- _Page extract_

↓↓↓

A team of local physicians, case workers and volunteers recently returned from the Dominican Republic as part Guardians of Healing, a non-profit that embarks on an annual philanthropic trip to the Dominican Republic to provide medical supplies and surgical treatments free-of cost to the sick and the poor.
Two employees of Alaris Health at Castle Hill in Union City, one of whom graduated from high school here, accompanied the philanthropic mission. The program was started by Damaris Collado who has worked in Union City for 14 years. Her coworker, Yohandra Martin, also went on the journey. Yohandra works in Union City and lived there from 1983 to 2004. She went to Gilmore Elementary School in Union City and Emerson High School.
The program began in 1997 as the vision of Collado, the external case manager for Alaris Health at Castle Hill in Union City, who began returning to her hometown where she was born in the DR every year to donate expensive medicine to underserved communities and provide education on HIV to locals. Damaris realized the medical need stretched far beyond HIV education.
As Collado garnered local political support, the program grew and was officially launched as Guardians of Healing in 2008, as a non-profit with a team of more than 25 New Jersey volunteers.
Collado began recruiting volunteers from Alaris Health, including close friend and Alaris Health at Castle Hill Admissions Director, Yohandra Martin. With many of the physicians and volunteers also joining from Alaris Health, this year, the Alaris Foundation donated $2,000 to Guardians of Healing to show their support for the employees embarking on this giving back trip. Thanks to the donation, the team was able to treat more than 1800 patients – the most of any previous trip.
Martin joined the expedition because she has a 9-year-old daughter and wanted to instill in her a sense of giving back at a young age by setting an example.
To date, Collado and her team have treated and educated more than 12,000 patients, performed more than 1,000 complex surgeries, and raised more than $300,000 in funds for medical supplies and medicines.

↑↑↑

- _Information_

↓↓↓

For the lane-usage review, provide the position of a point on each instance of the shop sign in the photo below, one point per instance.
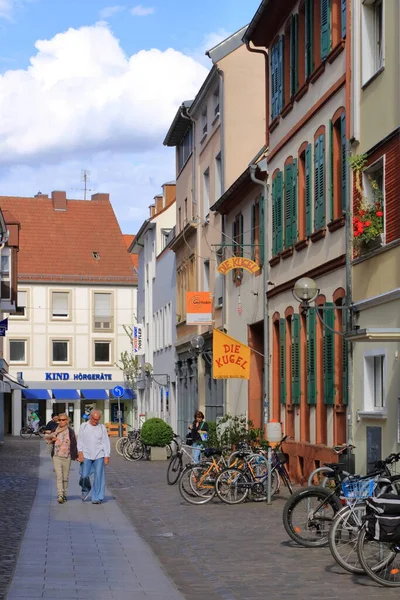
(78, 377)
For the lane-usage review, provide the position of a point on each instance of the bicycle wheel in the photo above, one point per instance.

↑↑↑
↓↓↓

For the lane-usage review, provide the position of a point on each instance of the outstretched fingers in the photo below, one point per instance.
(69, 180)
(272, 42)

↑↑↑
↓↓↓

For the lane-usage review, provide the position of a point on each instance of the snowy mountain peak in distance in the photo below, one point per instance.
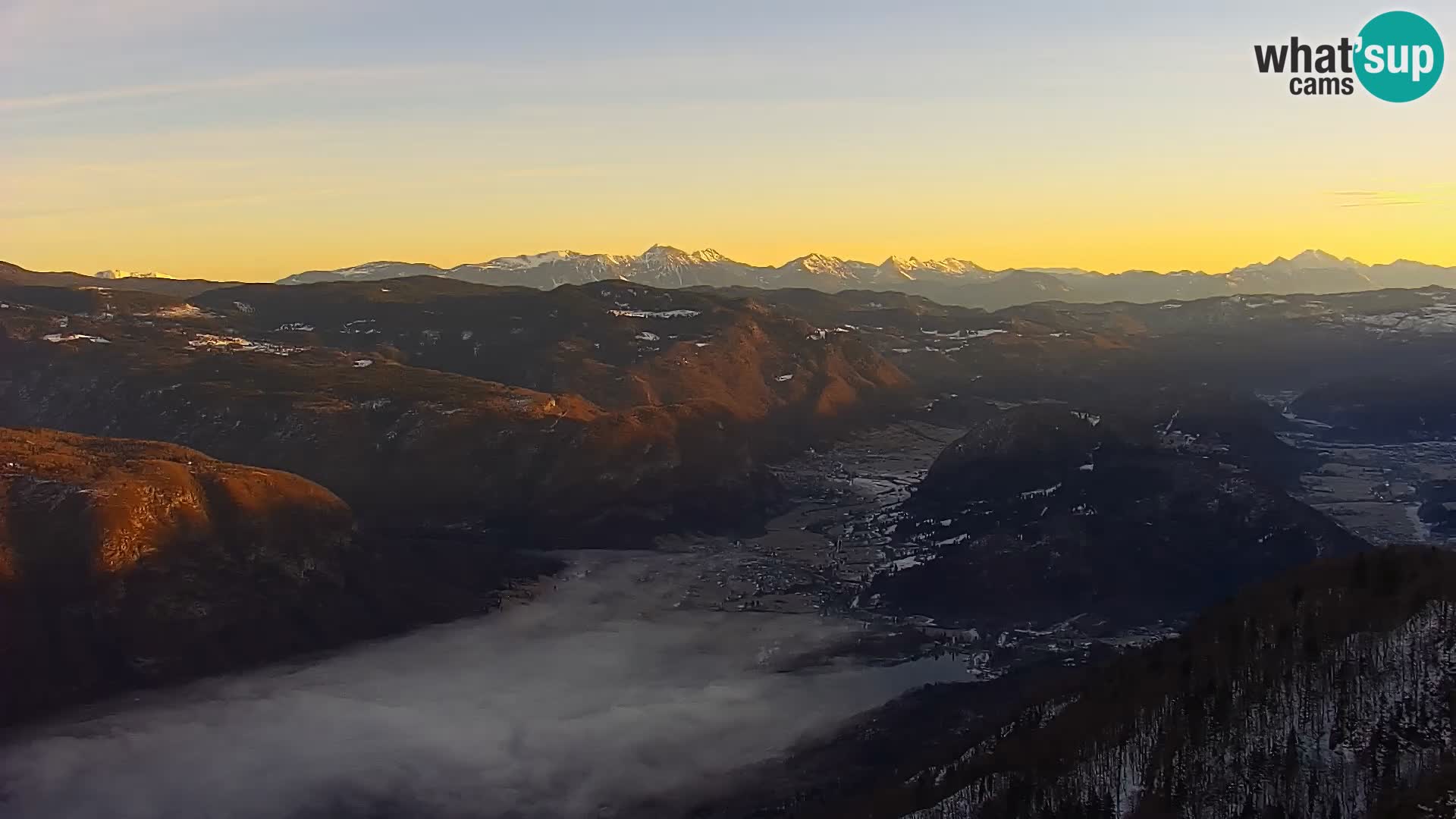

↑↑↑

- _Study questions_
A. In the article on the Guardians of Healing trip, how many patients did the team treat this year?
B. From the Guardians of Healing article, give again the part that opens with the words containing "As Collado garnered" and closes with "New Jersey volunteers.".
C. In the Guardians of Healing article, shorten the paragraph beginning "The program began in 1997" while keeping its main facts.

- _Activity answers_
A. More than 1800 patients.

B.
As Collado garnered local political support, the program grew and was officially launched as Guardians of Healing in 2008, as a non-profit with a team of more than 25 New Jersey volunteers.

C. The program began in 1997 as the vision of Collado, external case manager for Alaris Health at Castle Hill in Union City. Each year she returned to her Dominican Republic hometown to donate expensive medicine to underserved communities and teach locals about HIV. She then realized the medical need went far beyond HIV education.